● Exercises
a. In the aquarium forum thread, how much did the first poster pay for the new bottle?
b. Reproduce the stretch of the aquarium forum thread from "## jrman83 (Jul" through "(May 18, 2011)".
c. Write what comes next in the aquarium forum thread, picking up after its final line.

● Page excerpt
>>>

I have about 8 fish,As I read I now know I added way to much fish for starting up a new tank,she just kept telling me it was fine,She had me to the set up where I put the biological germ cultures in for 3 days. I really have no idea. I just bought a brand new bottle,should I return it? It was 25 dollars so I wouldn't cry if I did. lol I called the pet store and they advised me not to change the water because I will be taking out the germs and messing up the cycle. But I will go with what you guys say since you have been doing this,Also I do have some around 8 or so plants in there so the fish have a place to hide. Is that to many? Thanks for all your help


----------



## jrman83 (Jul 9, 2010)

If it cost that much, I'd return it. Live plants? They are right to some extent about the cycle, but I think more correctly it just stalls it a little. I belive it may be a difference of a few days if that when all said and done. Just do the water changes if they get above one, otherwise let it ride and track it.


----------



## waternut13134 (May 18, 2011)

<<<

[Referring expression grounding data]
>>>

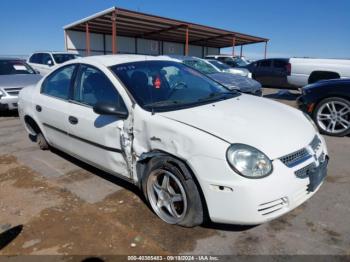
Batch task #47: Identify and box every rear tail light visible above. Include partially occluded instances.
[286,63,292,76]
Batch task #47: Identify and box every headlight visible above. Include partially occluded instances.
[226,144,272,178]
[303,112,318,133]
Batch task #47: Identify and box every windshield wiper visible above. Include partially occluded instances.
[197,92,235,102]
[144,100,181,108]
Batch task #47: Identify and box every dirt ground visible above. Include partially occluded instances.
[0,89,350,256]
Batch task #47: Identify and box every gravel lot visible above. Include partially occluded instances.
[0,89,350,255]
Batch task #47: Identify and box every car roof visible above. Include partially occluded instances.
[68,54,178,67]
[158,55,203,61]
[33,51,79,55]
[0,56,25,61]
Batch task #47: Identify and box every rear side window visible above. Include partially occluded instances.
[273,60,287,68]
[29,54,41,64]
[73,65,125,109]
[258,60,271,67]
[41,53,52,65]
[41,65,76,100]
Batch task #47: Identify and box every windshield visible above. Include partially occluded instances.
[183,60,219,75]
[111,61,239,111]
[233,57,248,66]
[0,60,36,75]
[209,60,231,71]
[52,54,78,64]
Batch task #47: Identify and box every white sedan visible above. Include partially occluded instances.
[19,55,328,227]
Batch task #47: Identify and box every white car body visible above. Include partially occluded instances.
[287,58,350,87]
[27,52,77,76]
[19,55,328,224]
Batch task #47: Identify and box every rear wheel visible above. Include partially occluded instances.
[142,157,203,227]
[313,97,350,136]
[36,133,49,150]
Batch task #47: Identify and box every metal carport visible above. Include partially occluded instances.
[64,7,269,57]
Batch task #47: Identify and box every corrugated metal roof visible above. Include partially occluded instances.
[64,7,269,48]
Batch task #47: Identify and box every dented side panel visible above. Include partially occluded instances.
[132,106,229,183]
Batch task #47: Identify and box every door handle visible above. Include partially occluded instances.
[68,116,78,125]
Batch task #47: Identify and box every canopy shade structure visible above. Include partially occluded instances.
[64,7,269,57]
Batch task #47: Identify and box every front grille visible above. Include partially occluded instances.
[280,148,311,167]
[280,135,321,167]
[4,87,22,96]
[258,197,288,216]
[294,163,316,178]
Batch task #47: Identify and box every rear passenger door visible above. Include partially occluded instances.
[34,64,77,152]
[254,59,273,86]
[272,59,288,87]
[28,53,41,74]
[40,53,54,75]
[68,65,130,177]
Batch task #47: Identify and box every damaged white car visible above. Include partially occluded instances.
[19,55,328,227]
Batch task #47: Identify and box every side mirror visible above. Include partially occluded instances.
[93,103,129,119]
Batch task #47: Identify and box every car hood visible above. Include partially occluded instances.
[0,74,42,88]
[160,94,316,159]
[208,73,261,93]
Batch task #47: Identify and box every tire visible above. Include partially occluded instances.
[36,133,49,150]
[142,156,204,227]
[313,97,350,137]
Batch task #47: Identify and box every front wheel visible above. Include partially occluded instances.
[143,157,203,227]
[313,97,350,136]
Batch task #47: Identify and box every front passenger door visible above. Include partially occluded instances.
[69,65,130,177]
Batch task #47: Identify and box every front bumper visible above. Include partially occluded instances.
[0,95,18,111]
[200,135,328,225]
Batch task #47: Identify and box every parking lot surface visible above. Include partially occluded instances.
[0,89,350,255]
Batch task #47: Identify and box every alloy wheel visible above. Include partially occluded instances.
[316,101,350,134]
[147,169,187,224]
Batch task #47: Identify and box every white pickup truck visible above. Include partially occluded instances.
[287,58,350,86]
[247,58,350,88]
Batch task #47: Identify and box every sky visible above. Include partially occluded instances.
[0,0,350,59]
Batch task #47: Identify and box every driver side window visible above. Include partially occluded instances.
[73,65,126,110]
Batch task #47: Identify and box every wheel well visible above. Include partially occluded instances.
[308,71,340,84]
[312,94,350,114]
[136,150,210,221]
[24,115,41,135]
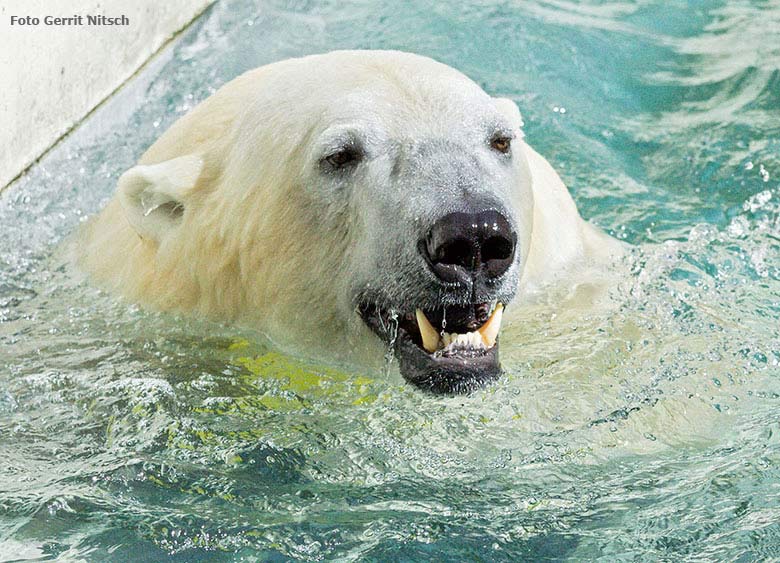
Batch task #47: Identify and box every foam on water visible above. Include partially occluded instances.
[0,1,780,560]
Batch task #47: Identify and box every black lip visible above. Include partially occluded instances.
[359,302,502,395]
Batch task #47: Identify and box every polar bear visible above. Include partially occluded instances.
[77,51,617,393]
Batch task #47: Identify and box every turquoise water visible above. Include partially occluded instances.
[0,0,780,561]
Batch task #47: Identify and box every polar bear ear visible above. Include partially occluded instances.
[493,98,524,129]
[117,155,203,242]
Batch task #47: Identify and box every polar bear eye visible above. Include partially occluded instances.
[324,147,361,168]
[490,134,512,154]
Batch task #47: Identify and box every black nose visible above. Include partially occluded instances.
[420,210,517,282]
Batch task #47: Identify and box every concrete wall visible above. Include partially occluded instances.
[0,0,212,189]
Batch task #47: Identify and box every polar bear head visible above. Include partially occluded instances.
[90,51,534,392]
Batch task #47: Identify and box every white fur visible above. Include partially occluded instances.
[78,51,617,368]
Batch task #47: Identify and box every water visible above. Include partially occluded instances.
[0,0,780,561]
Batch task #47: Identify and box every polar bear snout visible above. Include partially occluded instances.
[418,209,517,284]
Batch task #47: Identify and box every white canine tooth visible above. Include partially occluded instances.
[415,309,439,354]
[479,303,504,348]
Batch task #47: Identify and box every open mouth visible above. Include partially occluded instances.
[359,302,504,393]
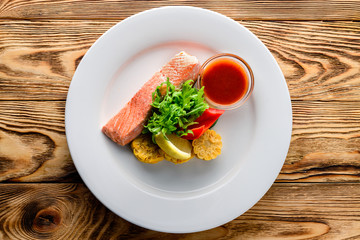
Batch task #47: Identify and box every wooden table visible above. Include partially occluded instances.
[0,0,360,239]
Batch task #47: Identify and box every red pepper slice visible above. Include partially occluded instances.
[182,108,225,140]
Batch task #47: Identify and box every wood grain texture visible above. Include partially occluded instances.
[0,183,360,240]
[0,101,360,182]
[0,101,79,182]
[0,21,360,100]
[0,0,360,20]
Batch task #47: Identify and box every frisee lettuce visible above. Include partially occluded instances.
[143,78,209,139]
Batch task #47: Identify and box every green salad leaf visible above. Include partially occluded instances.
[143,78,209,139]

<<<

● Results of the tasks
a. 25 dollars.

b.
## jrman83 (Jul 9, 2010)

If it cost that much, I'd return it. Live plants? They are right to some extent about the cycle, but I think more correctly it just stalls it a little. I belive it may be a difference of a few days if that when all said and done. Just do the water changes if they get above one, otherwise let it ride and track it.


----------



## waternut13134 (May 18, 2011)

c.
jrman83 said:


> If it cost that much, I'd return it. Live plants? They are right to some extent about the cycle, but I think more correctly it just stalls it a little. I belive it may be a difference of a few days if that when all said and done. Just do the water changes if they get above one, otherwise let it ride and track it.


Yea there live plants. I have also read that the levels should be high since it is a new tank. Is this true? 

And just so I understand,basically the only thing I can do is just 20% water changes once a day? Do I treat the new water with the water conditioner?


----------



## majerah1 (Oct 29, 2010)

First off,Welcome!I advise you to return the cycle stuff,and do a waterchange.The bacteria will build up from the fish waste in the filter media and the gravel bed.The water column has very little to do with it.What you want to do,is leave the filter be.A 50% waterchange is needed now,for the health of the fish.What type of fish are they?some are more sturdy than others but lets face it,they cant live in a puddle full of ammonia for too ling,regardless of the type of fish and of course what the general LPS say.

Plants are a wonderful thing,so much more if they are live.They will help keep the system in balance as well as add beauty for us to enjoy and shelter for the fish.Are they live or are they plastic?My philosophy is,if you can see fish,theres not enough plants,lol.

And leave the PH be.The fish will acclimate.You want a stable PH.If you add PH up and PH down and all that other crap,you will have swings that can be fatal to all your fish.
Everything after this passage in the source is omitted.